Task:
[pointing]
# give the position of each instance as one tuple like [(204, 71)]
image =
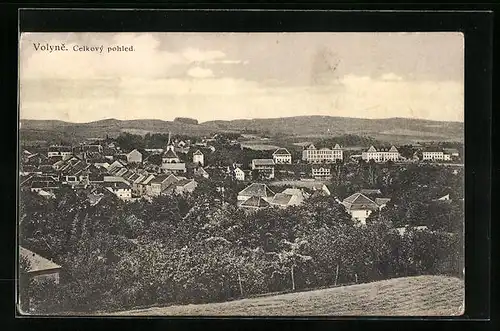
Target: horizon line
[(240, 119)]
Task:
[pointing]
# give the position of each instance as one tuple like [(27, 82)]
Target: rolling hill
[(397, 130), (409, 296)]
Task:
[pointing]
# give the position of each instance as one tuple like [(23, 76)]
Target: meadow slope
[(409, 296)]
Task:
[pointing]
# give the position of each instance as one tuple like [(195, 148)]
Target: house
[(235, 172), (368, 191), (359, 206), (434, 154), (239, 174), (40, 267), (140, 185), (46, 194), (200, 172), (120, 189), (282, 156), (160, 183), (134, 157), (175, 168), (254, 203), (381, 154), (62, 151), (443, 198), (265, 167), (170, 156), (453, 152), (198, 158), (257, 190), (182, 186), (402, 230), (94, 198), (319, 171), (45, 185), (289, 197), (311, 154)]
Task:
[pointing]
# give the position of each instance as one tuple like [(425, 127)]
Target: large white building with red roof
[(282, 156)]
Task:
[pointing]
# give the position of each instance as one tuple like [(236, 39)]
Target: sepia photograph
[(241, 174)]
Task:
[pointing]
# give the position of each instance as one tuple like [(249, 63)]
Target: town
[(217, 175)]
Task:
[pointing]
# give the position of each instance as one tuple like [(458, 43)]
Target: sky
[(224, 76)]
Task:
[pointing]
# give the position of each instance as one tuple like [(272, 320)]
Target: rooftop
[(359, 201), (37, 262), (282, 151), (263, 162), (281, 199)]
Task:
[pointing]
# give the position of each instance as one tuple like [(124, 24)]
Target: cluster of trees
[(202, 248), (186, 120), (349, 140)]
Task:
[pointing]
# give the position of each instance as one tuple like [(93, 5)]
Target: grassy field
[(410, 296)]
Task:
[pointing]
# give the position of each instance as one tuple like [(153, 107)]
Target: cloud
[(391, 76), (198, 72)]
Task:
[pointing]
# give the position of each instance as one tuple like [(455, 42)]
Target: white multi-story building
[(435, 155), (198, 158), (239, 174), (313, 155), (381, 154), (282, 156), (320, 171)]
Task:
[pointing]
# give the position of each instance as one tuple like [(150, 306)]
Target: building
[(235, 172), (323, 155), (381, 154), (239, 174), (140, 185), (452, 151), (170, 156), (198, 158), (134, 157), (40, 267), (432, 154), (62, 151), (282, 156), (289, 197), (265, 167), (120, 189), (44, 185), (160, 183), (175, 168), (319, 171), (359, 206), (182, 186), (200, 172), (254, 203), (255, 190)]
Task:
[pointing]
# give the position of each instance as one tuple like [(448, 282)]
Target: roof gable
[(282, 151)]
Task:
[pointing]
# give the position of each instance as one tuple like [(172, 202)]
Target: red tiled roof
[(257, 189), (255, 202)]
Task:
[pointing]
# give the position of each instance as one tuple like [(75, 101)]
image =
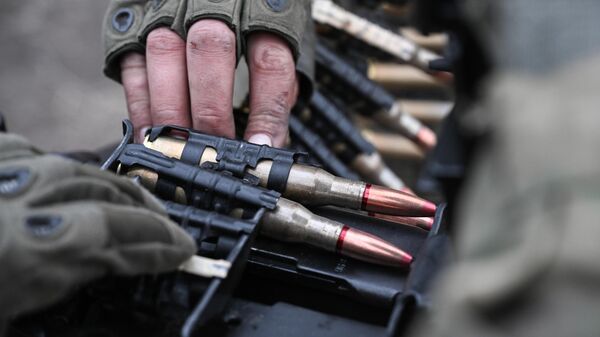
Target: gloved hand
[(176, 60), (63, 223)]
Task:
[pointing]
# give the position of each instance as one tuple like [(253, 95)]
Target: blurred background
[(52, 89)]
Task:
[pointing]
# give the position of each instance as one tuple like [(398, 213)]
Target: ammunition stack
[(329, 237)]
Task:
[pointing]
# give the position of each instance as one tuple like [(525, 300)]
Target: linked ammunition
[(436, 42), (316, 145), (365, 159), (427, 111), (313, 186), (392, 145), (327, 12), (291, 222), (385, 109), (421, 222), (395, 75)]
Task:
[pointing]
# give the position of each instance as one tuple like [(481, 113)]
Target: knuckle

........

**GOAL OF THE EXERCISE**
Copy all of the records above, changing "instance" to "object" and keeping everything else the same. Leave the pictures out.

**REPLY**
Task:
[pointing]
# give the position of each object as one tuple like [(204, 71)]
image =
Target: horizon line
[(240, 119)]
Task:
[pointing]
# give the position of each object as one tuple like [(27, 82)]
Target: rolling hill
[(397, 130), (409, 296)]
Task:
[pointing]
# give the position of each object as one tuple like [(23, 76)]
Target: meadow slope
[(409, 296)]
Task:
[pointing]
# give the position of each object as one tuple like [(195, 148)]
Target: house
[(235, 172), (368, 191), (359, 206), (434, 154), (239, 174), (40, 267), (140, 185), (46, 194), (200, 172), (120, 189), (282, 156), (160, 183), (134, 157), (175, 168), (254, 203), (381, 154), (62, 151), (443, 198), (265, 167), (170, 156), (453, 152), (198, 158), (257, 190), (182, 186), (402, 230), (94, 198), (319, 171), (45, 185), (289, 197), (311, 154)]
Task:
[pointing]
# give the position of each object as one tuple like [(425, 127)]
Target: large white building with red roof
[(282, 156)]
Task:
[pointing]
# give the position of each object as one tuple like [(236, 39)]
Target: sepia photograph
[(241, 174)]
Task:
[pointing]
# give the position of each object as one tuple like [(249, 63)]
Target: town
[(217, 175)]
Task:
[pointing]
# give the position of each object as one tuple like [(458, 43)]
Target: sky
[(224, 76)]
Task:
[pointing]
# give the position of each object as one tuple like [(272, 320)]
Target: rooftop
[(359, 201), (37, 262), (282, 151), (263, 162), (281, 199)]
Task:
[pointing]
# give the position of each object as one tuple like [(124, 24)]
Target: cluster of trees
[(202, 248), (186, 120), (349, 140)]
Task:
[pointing]
# give the position of each object as one tuple like [(93, 5)]
Target: grassy field
[(410, 296)]
Task:
[pointing]
# give the position of each object as one tuple like [(153, 107)]
Target: cloud
[(391, 76), (198, 72)]
Task:
[pointing]
# give the position of each object as one tuple like [(455, 42)]
Target: white multi-story building
[(435, 155), (198, 158), (239, 174), (313, 155), (381, 154), (282, 156), (320, 171)]
Task:
[pointing]
# give the position of each object as one tuple like [(150, 306)]
Target: building
[(235, 172), (323, 155), (381, 154), (239, 174), (140, 185), (452, 151), (170, 156), (198, 158), (134, 157), (40, 267), (432, 154), (62, 151), (282, 156), (289, 197), (265, 167), (120, 189), (44, 185), (160, 183), (175, 168), (319, 171), (359, 206), (182, 186), (200, 172), (254, 203), (255, 190)]
Task:
[pointing]
# give the position of each object as one tuple like [(448, 282)]
Target: roof gable
[(282, 151)]
Task:
[pointing]
# give the position of each object as one tuple like [(172, 202)]
Target: red tiled roof
[(257, 189), (255, 202)]
Task:
[pointing]
# give the position of each object as one tuple like [(75, 101)]
image =
Target: gloved hand
[(176, 60), (63, 223)]
Task:
[pointing]
# give the position of each object as one tuple like [(253, 95)]
Target: blurred background
[(52, 89)]
Task:
[pointing]
# give the position of each object as one tuple like [(398, 213)]
Target: ammunition stack
[(329, 237)]
Task:
[pointing]
# give the position of each object as one tuple like [(525, 300)]
Target: linked ammunition
[(436, 42), (316, 145), (365, 159), (427, 111), (313, 186), (392, 145), (327, 12), (291, 222), (385, 109), (421, 222), (395, 75)]
Task:
[pointing]
# give the position of each object as one tuple like [(481, 113)]
Target: knuckle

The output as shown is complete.